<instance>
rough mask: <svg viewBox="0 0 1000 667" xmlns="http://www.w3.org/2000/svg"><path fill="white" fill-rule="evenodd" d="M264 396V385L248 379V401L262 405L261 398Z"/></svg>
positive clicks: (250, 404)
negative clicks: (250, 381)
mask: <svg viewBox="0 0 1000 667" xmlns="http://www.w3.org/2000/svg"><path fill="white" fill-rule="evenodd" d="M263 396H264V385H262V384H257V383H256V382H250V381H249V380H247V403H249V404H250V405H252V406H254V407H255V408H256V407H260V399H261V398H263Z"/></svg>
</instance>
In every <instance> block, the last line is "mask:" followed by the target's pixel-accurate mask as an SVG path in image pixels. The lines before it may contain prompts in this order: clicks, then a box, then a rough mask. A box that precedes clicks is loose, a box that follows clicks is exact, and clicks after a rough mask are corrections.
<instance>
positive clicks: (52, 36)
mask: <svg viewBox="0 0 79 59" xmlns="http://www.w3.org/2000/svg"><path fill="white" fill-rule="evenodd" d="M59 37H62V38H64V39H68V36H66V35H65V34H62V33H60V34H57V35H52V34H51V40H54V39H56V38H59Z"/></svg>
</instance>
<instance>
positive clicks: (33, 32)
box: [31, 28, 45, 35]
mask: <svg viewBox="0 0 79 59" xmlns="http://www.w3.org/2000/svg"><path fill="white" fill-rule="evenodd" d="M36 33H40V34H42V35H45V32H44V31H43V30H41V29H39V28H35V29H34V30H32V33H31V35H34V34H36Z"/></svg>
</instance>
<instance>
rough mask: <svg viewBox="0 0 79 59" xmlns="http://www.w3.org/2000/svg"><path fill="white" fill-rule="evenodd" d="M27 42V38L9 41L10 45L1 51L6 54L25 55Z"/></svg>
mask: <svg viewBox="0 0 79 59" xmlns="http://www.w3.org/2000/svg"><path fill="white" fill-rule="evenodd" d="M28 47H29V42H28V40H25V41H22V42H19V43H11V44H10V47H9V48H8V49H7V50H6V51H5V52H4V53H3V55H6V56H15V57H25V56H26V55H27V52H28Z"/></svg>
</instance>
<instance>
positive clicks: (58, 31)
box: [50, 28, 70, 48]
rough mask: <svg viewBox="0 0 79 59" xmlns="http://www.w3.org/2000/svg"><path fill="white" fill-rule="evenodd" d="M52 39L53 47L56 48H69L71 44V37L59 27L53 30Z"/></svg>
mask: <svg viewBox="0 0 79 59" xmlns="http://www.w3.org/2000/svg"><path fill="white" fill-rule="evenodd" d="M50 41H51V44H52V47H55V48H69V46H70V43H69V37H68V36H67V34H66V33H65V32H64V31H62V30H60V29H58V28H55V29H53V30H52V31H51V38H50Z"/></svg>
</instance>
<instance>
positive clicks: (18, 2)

========================

_Exercise goal:_
The entire set of records should be returned exactly.

_Written solution:_
<instance>
rough mask: <svg viewBox="0 0 1000 667" xmlns="http://www.w3.org/2000/svg"><path fill="white" fill-rule="evenodd" d="M264 396V385L248 379V401L262 405L261 398Z"/></svg>
positive clicks: (250, 404)
negative clicks: (250, 381)
mask: <svg viewBox="0 0 1000 667" xmlns="http://www.w3.org/2000/svg"><path fill="white" fill-rule="evenodd" d="M263 396H264V385H262V384H257V383H256V382H250V381H249V380H247V403H249V404H250V405H252V406H254V407H255V408H256V407H260V399H261V398H263Z"/></svg>
</instance>
In every <instance> block, the last line is "mask:" followed by the target's pixel-accurate mask as an SVG path in image pixels. The lines before it may contain prompts in this order: clicks, then a box, then a rough mask. A box that precedes clicks is loose, a box that follows clicks is exact, and clicks after a rough mask are corrections.
<instance>
positive clicks: (52, 36)
mask: <svg viewBox="0 0 79 59" xmlns="http://www.w3.org/2000/svg"><path fill="white" fill-rule="evenodd" d="M59 37H62V38H64V39H68V36H66V35H65V34H62V33H60V34H57V35H52V34H51V40H54V39H56V38H59Z"/></svg>
</instance>
<instance>
positive clicks: (33, 32)
box: [31, 28, 45, 35]
mask: <svg viewBox="0 0 79 59" xmlns="http://www.w3.org/2000/svg"><path fill="white" fill-rule="evenodd" d="M36 33H40V34H42V35H45V32H44V31H43V30H41V29H39V28H35V29H34V30H32V33H31V35H34V34H36Z"/></svg>
</instance>
<instance>
rough mask: <svg viewBox="0 0 79 59" xmlns="http://www.w3.org/2000/svg"><path fill="white" fill-rule="evenodd" d="M27 42V38L9 41L10 45L1 51L6 54L25 55Z"/></svg>
mask: <svg viewBox="0 0 79 59" xmlns="http://www.w3.org/2000/svg"><path fill="white" fill-rule="evenodd" d="M28 47H29V42H28V40H25V41H22V42H19V43H11V44H10V47H9V48H8V49H7V50H6V51H5V52H4V53H3V55H6V56H15V57H25V56H26V55H27V52H28Z"/></svg>
</instance>
<instance>
positive clicks: (58, 31)
box: [50, 28, 70, 48]
rough mask: <svg viewBox="0 0 79 59" xmlns="http://www.w3.org/2000/svg"><path fill="white" fill-rule="evenodd" d="M52 39L53 47L56 48H69L71 44V37L59 27L53 30Z"/></svg>
mask: <svg viewBox="0 0 79 59" xmlns="http://www.w3.org/2000/svg"><path fill="white" fill-rule="evenodd" d="M50 41H51V44H52V47H55V48H69V46H70V43H69V37H68V36H67V34H66V33H65V32H64V31H62V30H60V29H58V28H55V29H53V30H52V31H51V38H50Z"/></svg>
</instance>
<instance>
positive clicks: (18, 2)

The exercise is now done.